Vol. 7, No. 33 Week of August 18, 2002

Battered investors find comfort, reward in Canadian income trusts

Trusts notch total returns of 9.7 percent for first 7 months of 2002, with 5 largest conventional producers yielding up to 18 percent; market cap now at C$9 billion

Gary Park

PNA Canadian Correspondent

In a year of evaporating fortunes and retirement hopes, Canadian investors have found at least one haven of hope — energy income trusts. Close to 20 publicly traded trust companies are producing almost 200,000 barrels per day of crude oil and natural gas liquids and 800 million cubic feet per day of natural gas, or 10 percent of Canada’s total crude/NGLs production and 5 percent of its gas. Their combined market capitalization is now estimated at C$9 billion, compared with C$665 million in 1995.

More importantly, in these days of stock market turmoil, they have easily outperformed more traditional investments.

The Scotia Capital Oil and Gas Royalty Trust index recorded 9.7 percent in total returns, including distributions to unit holders, over the first seven months of 2002, following a 40 percent annual return in 1999 and 2000.

Stack that up against declines of 15 percent on the Standard & Poor’s/Toronto Stock Exchange, 17.1 percent on the Dow Jones Industrial Average and 24.7 percent on the S&P 500.

Operate much like producers

Having been around for about 15 years, the trusts operate much like conventional producers — buying and selling properties, producing oil and gas and selling their output.

But they diverge in significant ways from the traditional oil patch path, where growth is the major objective.

Instead of setting out to create value for investors by finding new reserves, trusts exist to deplete reserves and are often managed by external teams who look to maximize cash flow by crunching costs and limiting risks.

Verne Johnson, senior vice president at Enerplus Resources Corp., part of a group which manages over C$2 billion in assets, said that as the Western Canada Sedimentary Basin has matured to the point where major new fields are tougher to find there are assets that are better run by asset managers than those focused on growth through the drill bit.

He views trusts as a natural progression for investors who have grown weary of a high risk business “that undeniably destroys equity from time to time.”

For investors, there is great appeal in knowing that the trust’s cash flow comes to them as monthly or quarterly distributions.

Current sector leaders

The current sector leaders are Enerplus Resources Fund with 51,500 barrels of oil equivalent per day, Canadian Oil Sands Trust 47,700 bpd (all of it from the Syncrude Canada Ltd. oil sands operation) and ARC Energy Trust at 42,800 boepd.

The five largest conventional producing trusts currently yield between 12 percent and 18 percent, according to Calgary-based Sayer Securities Ltd., while Scotia Capital has forecast average cash yields of 14.2 percent this year, based on moderate average prices of US$21 per barrel for oil and US$2.75 per thousand cubic feet for gas.

Data drawn from a collection
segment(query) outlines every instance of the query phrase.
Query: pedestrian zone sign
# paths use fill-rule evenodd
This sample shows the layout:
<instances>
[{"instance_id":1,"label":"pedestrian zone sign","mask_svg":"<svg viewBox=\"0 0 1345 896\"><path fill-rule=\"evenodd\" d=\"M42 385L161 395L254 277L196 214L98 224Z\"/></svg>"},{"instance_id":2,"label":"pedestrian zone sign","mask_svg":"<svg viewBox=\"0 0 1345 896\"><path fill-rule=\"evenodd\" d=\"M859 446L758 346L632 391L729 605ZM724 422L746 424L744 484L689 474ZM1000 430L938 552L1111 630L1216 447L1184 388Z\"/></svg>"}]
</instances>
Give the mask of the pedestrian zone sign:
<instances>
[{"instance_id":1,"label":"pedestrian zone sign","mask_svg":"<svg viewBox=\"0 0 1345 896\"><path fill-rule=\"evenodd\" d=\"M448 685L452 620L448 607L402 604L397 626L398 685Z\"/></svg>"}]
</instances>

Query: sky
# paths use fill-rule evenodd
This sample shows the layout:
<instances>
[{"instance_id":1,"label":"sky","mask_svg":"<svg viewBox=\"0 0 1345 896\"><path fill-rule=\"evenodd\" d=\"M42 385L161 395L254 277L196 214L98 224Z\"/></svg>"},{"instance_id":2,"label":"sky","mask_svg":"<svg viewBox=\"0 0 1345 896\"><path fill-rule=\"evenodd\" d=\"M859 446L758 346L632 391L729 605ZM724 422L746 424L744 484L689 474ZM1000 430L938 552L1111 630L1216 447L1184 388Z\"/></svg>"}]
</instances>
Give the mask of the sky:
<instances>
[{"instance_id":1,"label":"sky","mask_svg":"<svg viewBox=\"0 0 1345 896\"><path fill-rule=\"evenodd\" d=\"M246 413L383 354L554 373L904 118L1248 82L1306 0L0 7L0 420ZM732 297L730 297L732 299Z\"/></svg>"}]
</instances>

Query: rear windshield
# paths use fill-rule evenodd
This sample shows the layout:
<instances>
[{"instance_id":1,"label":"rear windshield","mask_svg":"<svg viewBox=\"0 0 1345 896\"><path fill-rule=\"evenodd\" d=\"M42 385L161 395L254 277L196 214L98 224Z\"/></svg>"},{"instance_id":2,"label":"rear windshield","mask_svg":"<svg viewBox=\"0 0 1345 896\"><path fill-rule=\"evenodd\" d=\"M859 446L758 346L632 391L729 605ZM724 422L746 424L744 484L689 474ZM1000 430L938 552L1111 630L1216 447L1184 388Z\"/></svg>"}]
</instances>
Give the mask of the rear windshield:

● Set tasks:
1. The article on Canadian energy income trusts names the current sector leaders. List each one with its daily output.
2. Reproduce word for word the part of the article on Canadian energy income trusts that starts with the words containing "PNA Canadian Correspondent" and ends with "more traditional investments.".
3. Pick up the article on Canadian energy income trusts after its last sentence and write what comes next.
These records have nothing to do with the text.

● Written responses:
1.
- Enerplus Resources Fund: 51,500 barrels of oil equivalent per day
- Canadian Oil Sands Trust: 47,700 bpd, all of it from the Syncrude Canada Ltd. oil sands operation
- ARC Energy Trust: 42,800 boepd

2.
PNA Canadian Correspondent

In a year of evaporating fortunes and retirement hopes, Canadian investors have found at least one haven of hope — energy income trusts. Close to 20 publicly traded trust companies are producing almost 200,000 barrels per day of crude oil and natural gas liquids and 800 million cubic feet per day of natural gas, or 10 percent of Canada’s total crude/NGLs production and 5 percent of its gas. Their combined market capitalization is now estimated at C$9 billion, compared with C$665 million in 1995.

More importantly, in these days of stock market turmoil, they have easily outperformed more traditional investments.

3.
Brian Ector, an analyst with Scotia Capital Equity Research, told a strategic options conference in June that trusts are a new “investment class,” shouldering aside the intermediate E&Ps that were previously their most serious rival.

As they have gained in recognition, trusts have also grown in their ability to attract capital, as illustrated by the C$1.33 billion they raised in 2001, far outstripping the C$117 million by conventional E&Ps, and another C$520 million in the first half of 2002, a slight drop from last year’s C$630 million.

U.S. counterparts not the same thing

Ector said there is a clear distinction between Canadian trusts, which are actively managed, and their U.S. counterparts, referred to as master limited partnerships, which he described as “blow-downs” of production from their oil and gas properties.

The latest addition to the income ranks occurred July 18 when Acclaim Energy Trust announced a C$384 million (US$250 million) deal to acquire the bulk of mature producing properties from Ketch Energy Ltd., leaving Ketch to spin off its exploration assets and form a small producer, starting at 1,700 boepd.

Acclaim President Jack Lee said the transaction will lift his company’s producing portfolio to 16,100 boepd from 10,700 boepd, making Acclaim the seventh-largest income trust in Canada.

In the process, Acclaim’s market capitalization will grow to more than C$400 million from C$155 million.

Calgary-based investment firm Peters & Co. has forecast for 2002 that the Canadian trust group will trade at 7.1 times cash flow against 3.8 times for intermediate producers and 4.1 times for juniors.

Also junior players

Typical of the new breed of junior player in the Canadian oil patch is Storm Energy Corp., which grew in four years to 13,000 bpd from 1,500 bpd, but rather that pursue growth for its own sake and risk declining production it has opted to ask shareholders this month to approve a royalty trust spinoff producing about 8,500 boepd.

Storm President and Chief Executive Officer Matthew Brister said his company can get a higher valuation for its assets in an income trust, while starting over with an E&P company with 4,000 bpd of production, allowing management to target a doubling of output.

Wilf Gobert, an analyst with brokerage Peters & Co., told a Canadian Association of Petroleum Producers investment symposium in July that Storm is “avoiding what has become a burial ground for companies — trying to grow through the production threshold” of 15,000 to 20,000 barrels of oil equivalent per day.

The path to the ranks of income trusts starts with small and junior producers — a breeding ground analysts say is quickly re-emerging from the disposal of non-core assets by companies involved in the tidal wave of mergers and acquisitions that has swamped the Canadian oil patch.

Rob Jennings, president and chief executive officer of Jennings Capital, said that with 72 percent of the Canadian industry’s total market cap now consisting of companies smaller than C$100 million “there is competition for investor attention. The retail investor is basically looking at the royalty trust for income.”

Enticed by the prospects of enhancing shareholder value, other industry-related sectors are also joining the trend.

Parkland Industries Ltd., with annual operating revenues of about C$500 million from retailing and wholesaling transportation fuel and running a small Alberta refinery, transformed itself last month into an income fund.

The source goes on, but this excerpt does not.